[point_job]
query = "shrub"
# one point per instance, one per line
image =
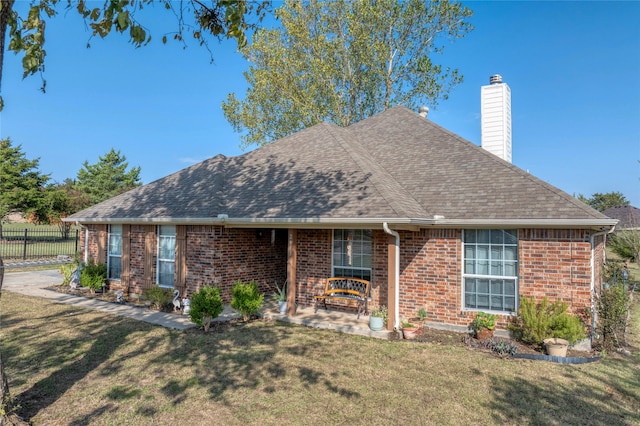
(501, 347)
(381, 312)
(206, 304)
(613, 307)
(93, 275)
(159, 297)
(568, 327)
(281, 292)
(246, 298)
(536, 322)
(67, 273)
(422, 314)
(484, 320)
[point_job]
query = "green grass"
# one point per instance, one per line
(44, 242)
(68, 365)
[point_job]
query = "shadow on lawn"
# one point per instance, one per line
(230, 357)
(549, 401)
(55, 349)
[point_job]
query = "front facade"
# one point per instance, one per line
(435, 223)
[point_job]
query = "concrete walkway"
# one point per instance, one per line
(37, 283)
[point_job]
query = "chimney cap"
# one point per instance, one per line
(495, 79)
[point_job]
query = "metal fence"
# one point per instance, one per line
(37, 244)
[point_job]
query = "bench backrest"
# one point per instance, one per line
(347, 285)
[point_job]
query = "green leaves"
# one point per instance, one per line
(343, 61)
(106, 178)
(224, 18)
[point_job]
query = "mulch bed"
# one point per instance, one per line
(426, 334)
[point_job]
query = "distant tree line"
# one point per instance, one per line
(24, 189)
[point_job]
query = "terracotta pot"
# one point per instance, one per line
(410, 332)
(484, 333)
(376, 323)
(556, 346)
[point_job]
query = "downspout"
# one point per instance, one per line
(593, 280)
(86, 241)
(396, 323)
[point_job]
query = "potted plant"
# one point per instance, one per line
(483, 325)
(422, 315)
(281, 295)
(565, 329)
(378, 318)
(410, 330)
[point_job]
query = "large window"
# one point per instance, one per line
(114, 258)
(352, 253)
(490, 269)
(166, 255)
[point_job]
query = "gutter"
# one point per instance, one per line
(402, 222)
(396, 323)
(593, 280)
(86, 241)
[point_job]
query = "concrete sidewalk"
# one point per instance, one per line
(37, 283)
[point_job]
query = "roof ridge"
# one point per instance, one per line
(524, 174)
(394, 197)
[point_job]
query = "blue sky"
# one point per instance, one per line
(573, 69)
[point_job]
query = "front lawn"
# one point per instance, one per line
(68, 365)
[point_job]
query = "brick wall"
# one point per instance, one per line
(430, 276)
(556, 264)
(553, 263)
(214, 256)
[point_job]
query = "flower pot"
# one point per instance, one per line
(376, 323)
(484, 333)
(410, 332)
(556, 346)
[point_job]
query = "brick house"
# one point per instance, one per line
(430, 219)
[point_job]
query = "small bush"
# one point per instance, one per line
(67, 273)
(93, 275)
(536, 322)
(159, 297)
(613, 308)
(246, 298)
(206, 305)
(568, 327)
(381, 312)
(501, 347)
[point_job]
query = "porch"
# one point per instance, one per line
(346, 322)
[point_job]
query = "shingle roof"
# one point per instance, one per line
(395, 166)
(628, 216)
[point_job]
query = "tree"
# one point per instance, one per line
(601, 202)
(626, 244)
(219, 18)
(342, 61)
(22, 186)
(107, 178)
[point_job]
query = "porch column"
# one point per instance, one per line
(125, 263)
(391, 281)
(292, 255)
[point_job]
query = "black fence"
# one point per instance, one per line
(37, 244)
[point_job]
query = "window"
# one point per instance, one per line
(490, 269)
(114, 257)
(166, 255)
(352, 253)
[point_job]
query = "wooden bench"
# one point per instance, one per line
(346, 289)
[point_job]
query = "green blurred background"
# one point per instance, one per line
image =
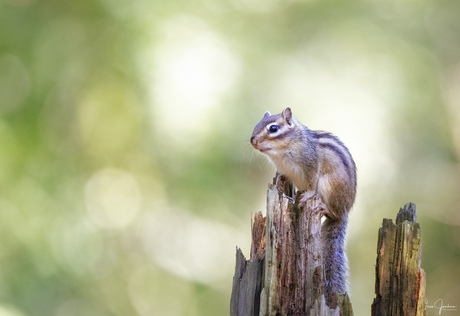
(126, 174)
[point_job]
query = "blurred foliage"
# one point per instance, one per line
(126, 176)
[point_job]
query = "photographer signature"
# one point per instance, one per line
(439, 305)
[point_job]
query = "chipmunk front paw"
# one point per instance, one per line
(313, 200)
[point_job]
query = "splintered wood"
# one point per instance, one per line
(284, 275)
(400, 281)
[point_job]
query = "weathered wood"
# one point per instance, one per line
(247, 280)
(400, 281)
(291, 254)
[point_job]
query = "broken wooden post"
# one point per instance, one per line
(400, 281)
(284, 275)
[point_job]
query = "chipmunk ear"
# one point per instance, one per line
(287, 115)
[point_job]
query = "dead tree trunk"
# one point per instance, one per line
(400, 281)
(284, 275)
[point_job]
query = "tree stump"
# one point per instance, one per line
(284, 275)
(400, 281)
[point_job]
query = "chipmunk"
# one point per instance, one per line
(318, 163)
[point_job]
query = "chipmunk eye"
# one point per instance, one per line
(273, 129)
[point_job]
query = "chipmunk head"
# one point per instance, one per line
(270, 135)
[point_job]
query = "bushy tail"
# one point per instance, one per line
(334, 234)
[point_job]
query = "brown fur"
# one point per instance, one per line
(318, 163)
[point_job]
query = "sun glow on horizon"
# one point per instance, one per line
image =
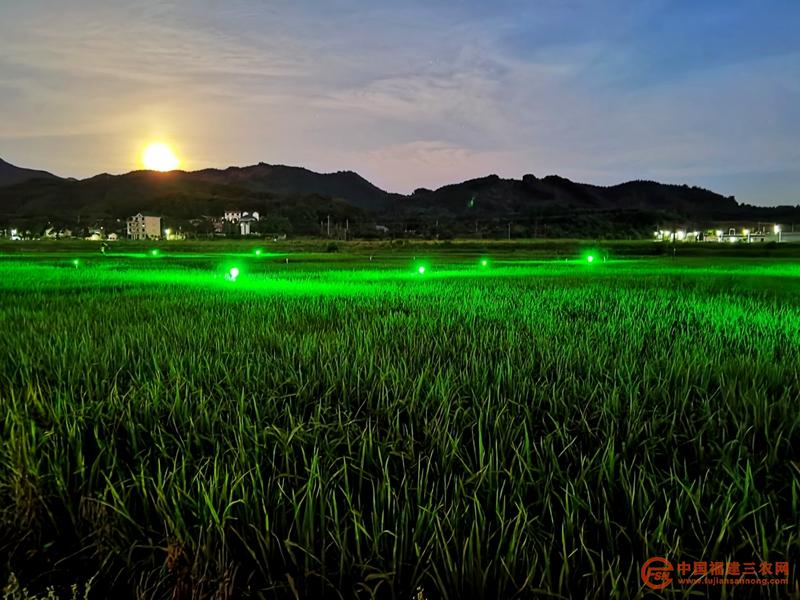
(159, 157)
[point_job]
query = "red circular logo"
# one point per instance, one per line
(657, 573)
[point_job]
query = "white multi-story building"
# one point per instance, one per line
(144, 227)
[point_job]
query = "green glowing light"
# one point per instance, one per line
(232, 274)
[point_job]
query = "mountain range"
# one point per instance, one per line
(300, 199)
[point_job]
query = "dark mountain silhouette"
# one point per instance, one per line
(281, 179)
(302, 199)
(11, 174)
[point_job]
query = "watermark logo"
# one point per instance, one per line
(658, 573)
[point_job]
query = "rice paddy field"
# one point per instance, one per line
(430, 422)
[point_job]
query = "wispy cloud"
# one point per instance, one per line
(411, 94)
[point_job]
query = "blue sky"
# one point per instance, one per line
(412, 93)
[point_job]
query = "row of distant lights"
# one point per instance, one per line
(680, 234)
(233, 273)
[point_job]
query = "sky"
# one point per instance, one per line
(414, 93)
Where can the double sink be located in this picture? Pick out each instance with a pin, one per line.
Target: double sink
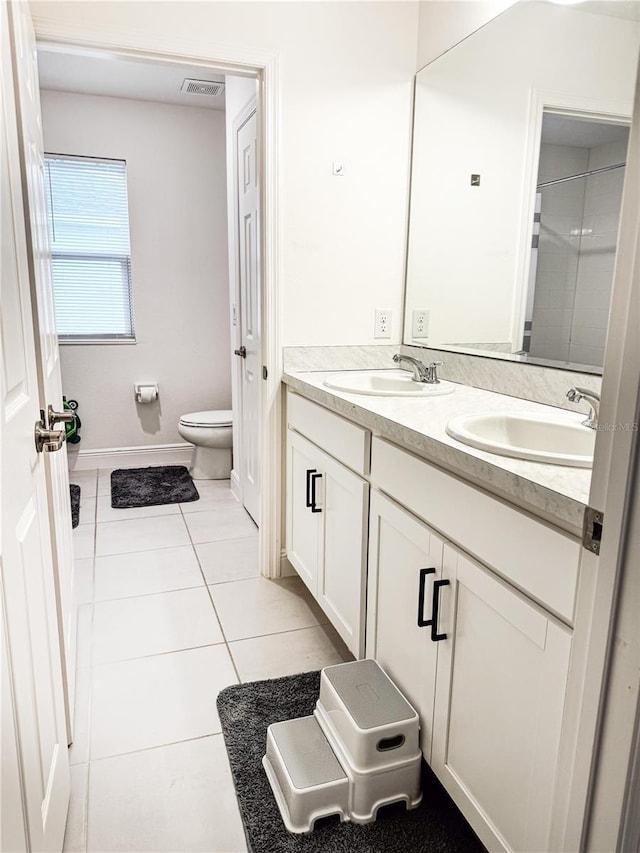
(560, 438)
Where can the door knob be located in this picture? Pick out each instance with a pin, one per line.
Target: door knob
(58, 417)
(47, 440)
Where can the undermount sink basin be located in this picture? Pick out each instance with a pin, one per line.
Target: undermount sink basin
(387, 383)
(556, 440)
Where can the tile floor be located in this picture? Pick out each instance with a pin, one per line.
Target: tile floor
(171, 610)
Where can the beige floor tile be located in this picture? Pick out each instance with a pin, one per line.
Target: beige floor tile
(83, 538)
(83, 573)
(153, 701)
(214, 525)
(153, 624)
(146, 572)
(83, 636)
(75, 837)
(141, 534)
(288, 653)
(79, 750)
(87, 510)
(229, 559)
(252, 608)
(175, 798)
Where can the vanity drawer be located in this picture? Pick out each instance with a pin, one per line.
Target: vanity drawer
(346, 442)
(530, 554)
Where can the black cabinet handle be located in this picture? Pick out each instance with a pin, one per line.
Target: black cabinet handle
(310, 471)
(437, 586)
(422, 622)
(314, 478)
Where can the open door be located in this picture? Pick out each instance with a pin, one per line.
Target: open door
(247, 185)
(46, 340)
(34, 744)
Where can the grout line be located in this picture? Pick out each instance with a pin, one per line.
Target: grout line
(157, 746)
(276, 633)
(156, 654)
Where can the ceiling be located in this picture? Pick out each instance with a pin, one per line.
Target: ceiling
(580, 133)
(124, 77)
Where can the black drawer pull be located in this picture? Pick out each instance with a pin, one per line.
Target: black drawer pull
(422, 622)
(437, 586)
(314, 478)
(310, 471)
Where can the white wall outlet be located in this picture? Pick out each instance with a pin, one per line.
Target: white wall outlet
(382, 328)
(420, 324)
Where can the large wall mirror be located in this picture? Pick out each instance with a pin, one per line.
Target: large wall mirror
(520, 142)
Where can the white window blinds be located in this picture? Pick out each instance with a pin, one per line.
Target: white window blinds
(90, 249)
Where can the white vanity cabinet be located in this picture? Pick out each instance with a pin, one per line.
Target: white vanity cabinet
(484, 664)
(405, 558)
(327, 514)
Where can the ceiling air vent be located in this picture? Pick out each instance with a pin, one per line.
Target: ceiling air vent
(202, 87)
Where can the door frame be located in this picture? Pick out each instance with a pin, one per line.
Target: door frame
(265, 65)
(233, 207)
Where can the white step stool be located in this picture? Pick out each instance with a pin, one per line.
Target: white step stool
(305, 775)
(357, 753)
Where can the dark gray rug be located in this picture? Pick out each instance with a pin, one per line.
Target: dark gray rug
(163, 484)
(75, 504)
(246, 710)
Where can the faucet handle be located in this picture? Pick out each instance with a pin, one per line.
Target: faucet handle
(433, 371)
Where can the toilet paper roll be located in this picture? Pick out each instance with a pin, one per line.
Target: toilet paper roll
(147, 393)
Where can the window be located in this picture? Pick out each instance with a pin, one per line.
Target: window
(90, 249)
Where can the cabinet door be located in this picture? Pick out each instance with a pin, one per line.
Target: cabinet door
(303, 525)
(401, 548)
(343, 498)
(499, 701)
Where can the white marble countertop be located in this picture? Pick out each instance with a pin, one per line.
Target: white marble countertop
(556, 493)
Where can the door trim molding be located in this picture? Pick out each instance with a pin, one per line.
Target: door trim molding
(232, 59)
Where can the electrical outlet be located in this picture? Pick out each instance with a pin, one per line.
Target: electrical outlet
(420, 324)
(382, 327)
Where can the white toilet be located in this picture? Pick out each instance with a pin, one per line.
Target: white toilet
(211, 435)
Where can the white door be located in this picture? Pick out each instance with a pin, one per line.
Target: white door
(405, 558)
(35, 695)
(246, 137)
(343, 500)
(501, 684)
(46, 341)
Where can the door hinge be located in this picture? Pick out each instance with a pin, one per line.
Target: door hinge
(592, 529)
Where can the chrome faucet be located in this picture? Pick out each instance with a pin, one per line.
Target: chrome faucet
(421, 373)
(576, 395)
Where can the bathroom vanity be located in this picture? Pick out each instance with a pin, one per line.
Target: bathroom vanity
(457, 570)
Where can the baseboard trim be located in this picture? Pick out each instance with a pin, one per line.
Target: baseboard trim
(131, 457)
(286, 569)
(235, 485)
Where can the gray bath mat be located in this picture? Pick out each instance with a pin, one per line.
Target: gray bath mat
(75, 504)
(164, 484)
(246, 710)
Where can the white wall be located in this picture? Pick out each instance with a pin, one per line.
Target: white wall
(469, 244)
(444, 23)
(177, 207)
(347, 75)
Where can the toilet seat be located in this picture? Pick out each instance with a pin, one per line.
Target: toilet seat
(210, 420)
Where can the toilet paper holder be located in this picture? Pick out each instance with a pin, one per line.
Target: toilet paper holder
(146, 392)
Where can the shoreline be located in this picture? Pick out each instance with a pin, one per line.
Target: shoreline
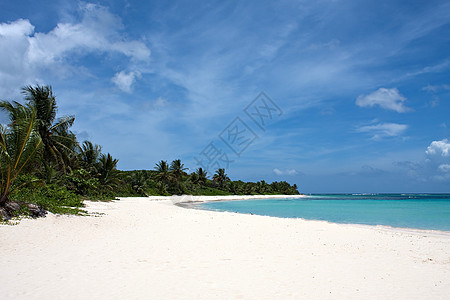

------------------------------------------------

Aim of the exercise. Where does "front" appear in the listing? Show every line that has it.

Output for this exercise.
query = "front facade"
query = "front lawn"
query = "chipmunk front paw"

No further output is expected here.